##### Passage

The techniques of wielding the drug trade have roots closer than Vietnam or Central America. They rest in US attempts to disrupt and destroy indigeneity, first with alcohol through the 1800s, but more recently through substances such as peyote. By prohibiting or restricting access to drugs, government creates the pretext for selective enforcement and criminalization, and ultimately generates substantial leverage for social control. Marez reveals the circularity of this process, noting that “criminalization generates the very forms of criminality it is supposedly meant to prevent, which in turn provides new opportunities for further criminalization.” In other words, “the law does not work simply through the prohibition of crime” but also through a “production of criminality” placed principally upon minorities.

Political prisoner Leonard Peltier once wrote, “When you grow up Indian, you don’t have to become a criminal, you already are a criminal.” Through the drug trade, US government has effectively marketed the policing and imprisonment of minorities as the key to public safety, and therefore marked them as targets of state terror. This unearths how Native men can be incarcerated at four times the rate of white men, how Native women can be incarcerated at six times the rate of white women. It demonstrates how the flooding of crack cocaine into Black communities during the ’70s correlated with a sharp increase in minimum sentencing laws that helped put 1.7 million Black people under some form of correctional control. It reveals how native Hawaiians, who represent just 20 percent of the state’s population, can comprise 40 percent of the its incarcerated.

##########
##### Entries

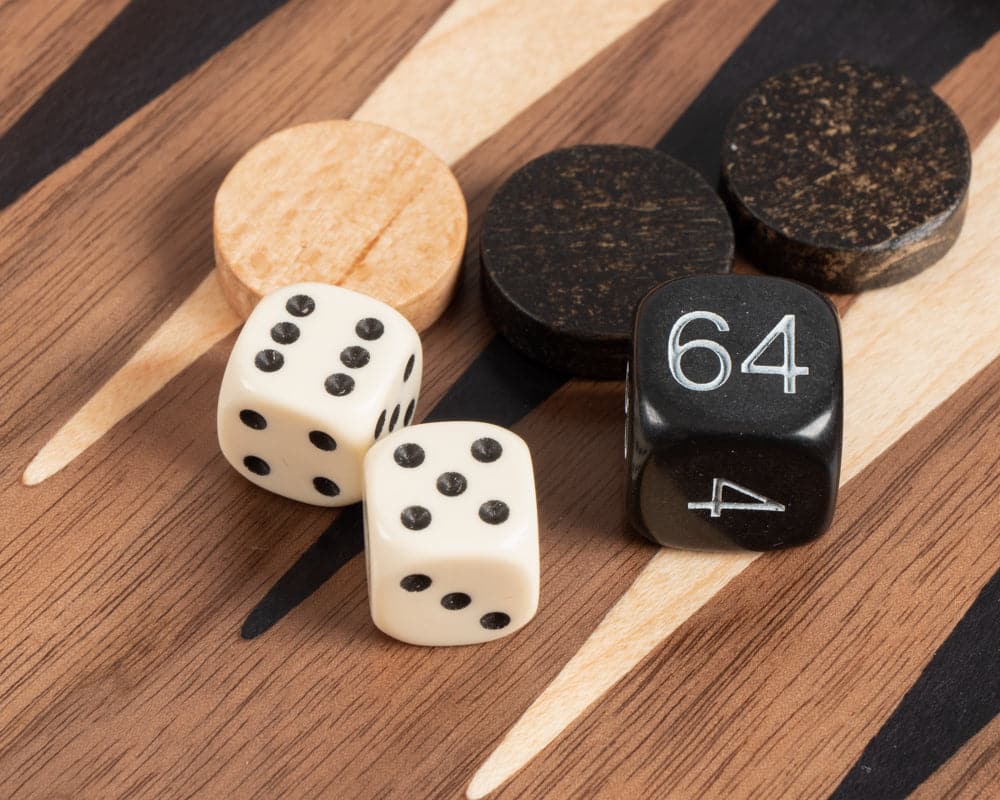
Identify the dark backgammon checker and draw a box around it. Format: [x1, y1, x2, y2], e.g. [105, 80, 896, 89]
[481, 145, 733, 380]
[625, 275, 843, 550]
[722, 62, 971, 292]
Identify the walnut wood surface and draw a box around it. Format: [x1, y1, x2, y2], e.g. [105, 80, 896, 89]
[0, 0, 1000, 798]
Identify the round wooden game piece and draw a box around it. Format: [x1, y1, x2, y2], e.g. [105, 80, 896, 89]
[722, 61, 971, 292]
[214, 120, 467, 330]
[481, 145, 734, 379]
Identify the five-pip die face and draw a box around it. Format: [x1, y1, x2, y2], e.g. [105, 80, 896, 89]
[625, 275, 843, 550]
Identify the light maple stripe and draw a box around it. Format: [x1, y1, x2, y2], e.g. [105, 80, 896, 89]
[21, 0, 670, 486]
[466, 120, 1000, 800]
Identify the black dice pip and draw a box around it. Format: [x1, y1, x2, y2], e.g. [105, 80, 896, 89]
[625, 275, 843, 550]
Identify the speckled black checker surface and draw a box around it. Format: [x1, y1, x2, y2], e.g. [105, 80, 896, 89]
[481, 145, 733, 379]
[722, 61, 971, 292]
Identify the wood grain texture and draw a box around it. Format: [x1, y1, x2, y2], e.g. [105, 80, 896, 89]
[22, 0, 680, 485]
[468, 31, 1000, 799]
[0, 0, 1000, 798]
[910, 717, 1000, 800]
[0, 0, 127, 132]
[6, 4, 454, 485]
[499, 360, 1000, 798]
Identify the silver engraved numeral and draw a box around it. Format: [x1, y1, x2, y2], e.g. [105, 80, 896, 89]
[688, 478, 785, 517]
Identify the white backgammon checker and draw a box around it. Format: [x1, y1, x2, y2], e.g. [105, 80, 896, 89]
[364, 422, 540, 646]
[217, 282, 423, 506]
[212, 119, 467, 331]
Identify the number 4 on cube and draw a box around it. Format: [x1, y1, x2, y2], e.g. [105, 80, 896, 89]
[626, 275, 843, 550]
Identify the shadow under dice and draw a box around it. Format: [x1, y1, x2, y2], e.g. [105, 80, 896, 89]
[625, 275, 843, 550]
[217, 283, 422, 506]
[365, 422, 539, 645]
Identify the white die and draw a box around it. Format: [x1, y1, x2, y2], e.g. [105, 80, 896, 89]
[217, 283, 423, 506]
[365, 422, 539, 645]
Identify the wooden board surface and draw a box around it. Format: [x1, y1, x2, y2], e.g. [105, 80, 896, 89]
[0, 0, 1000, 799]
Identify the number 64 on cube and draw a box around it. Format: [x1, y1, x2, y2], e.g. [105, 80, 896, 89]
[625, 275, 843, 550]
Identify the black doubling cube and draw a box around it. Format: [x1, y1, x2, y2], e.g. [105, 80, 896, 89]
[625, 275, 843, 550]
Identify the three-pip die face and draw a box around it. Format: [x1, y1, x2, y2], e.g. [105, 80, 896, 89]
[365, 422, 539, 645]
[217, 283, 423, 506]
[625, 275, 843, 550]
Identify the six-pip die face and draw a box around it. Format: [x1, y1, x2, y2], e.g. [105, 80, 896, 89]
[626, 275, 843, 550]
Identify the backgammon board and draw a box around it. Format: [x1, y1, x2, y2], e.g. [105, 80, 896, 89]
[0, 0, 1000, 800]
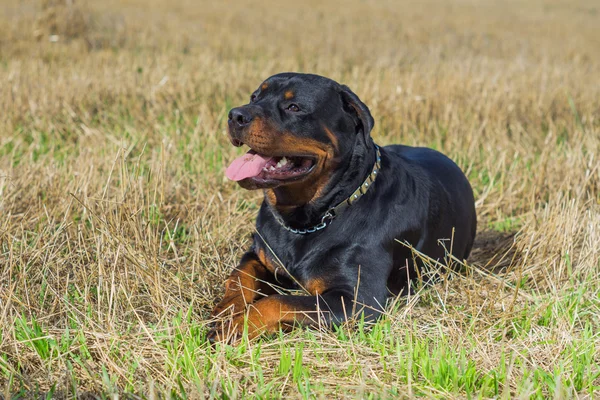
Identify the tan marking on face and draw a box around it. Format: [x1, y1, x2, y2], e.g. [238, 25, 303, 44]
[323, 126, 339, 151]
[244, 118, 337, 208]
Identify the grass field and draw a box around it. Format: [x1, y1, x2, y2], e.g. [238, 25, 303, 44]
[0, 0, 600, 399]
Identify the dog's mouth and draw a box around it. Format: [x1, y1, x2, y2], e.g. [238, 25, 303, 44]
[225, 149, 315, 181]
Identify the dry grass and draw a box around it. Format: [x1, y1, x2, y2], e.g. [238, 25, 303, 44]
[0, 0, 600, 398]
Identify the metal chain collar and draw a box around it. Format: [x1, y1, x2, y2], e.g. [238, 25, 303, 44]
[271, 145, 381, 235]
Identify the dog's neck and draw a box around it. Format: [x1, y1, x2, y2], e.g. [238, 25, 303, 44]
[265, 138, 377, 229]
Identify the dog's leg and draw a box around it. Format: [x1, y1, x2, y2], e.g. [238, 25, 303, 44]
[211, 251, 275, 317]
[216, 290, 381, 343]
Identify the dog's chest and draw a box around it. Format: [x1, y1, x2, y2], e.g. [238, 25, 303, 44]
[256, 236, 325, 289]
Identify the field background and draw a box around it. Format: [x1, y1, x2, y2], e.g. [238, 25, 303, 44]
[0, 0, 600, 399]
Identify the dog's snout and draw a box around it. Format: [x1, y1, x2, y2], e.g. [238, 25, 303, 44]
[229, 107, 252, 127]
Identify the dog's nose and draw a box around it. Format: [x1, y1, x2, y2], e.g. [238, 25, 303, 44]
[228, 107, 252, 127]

##########

**Stated exercise 1**
In the passage on the drug trade, rewrite the text between "The techniques of" and "principally upon minorities.", inclusive, with "peyote" changed to "cannabis".
**Stated exercise 2**
According to the passage on the drug trade, at how many times the rate of white women can Native women be incarcerated?
**Stated exercise 3**
Summarize the passage on the drug trade in two sentences.

**Full answer 1**
The techniques of wielding the drug trade have roots closer than Vietnam or Central America. They rest in US attempts to disrupt and destroy indigeneity, first with alcohol through the 1800s, but more recently through substances such as cannabis. By prohibiting or restricting access to drugs, government creates the pretext for selective enforcement and criminalization, and ultimately generates substantial leverage for social control. Marez reveals the circularity of this process, noting that “criminalization generates the very forms of criminality it is supposedly meant to prevent, which in turn provides new opportunities for further criminalization.” In other words, “the law does not work simply through the prohibition of crime” but also through a “production of criminality” placed principally upon minorities.

**Full answer 2**
Six times the rate of white women.

**Full answer 3**
US drug prohibition, rooted in efforts to disrupt indigeneity through alcohol and later substances like peyote, creates a pretext for selective enforcement and a circular "production of criminality" placed mainly on minorities. The drug trade has marketed the policing and imprisonment of minorities as key to public safety, which helps explain why Native, Black, and native Hawaiian people are incarcerated at disproportionate rates.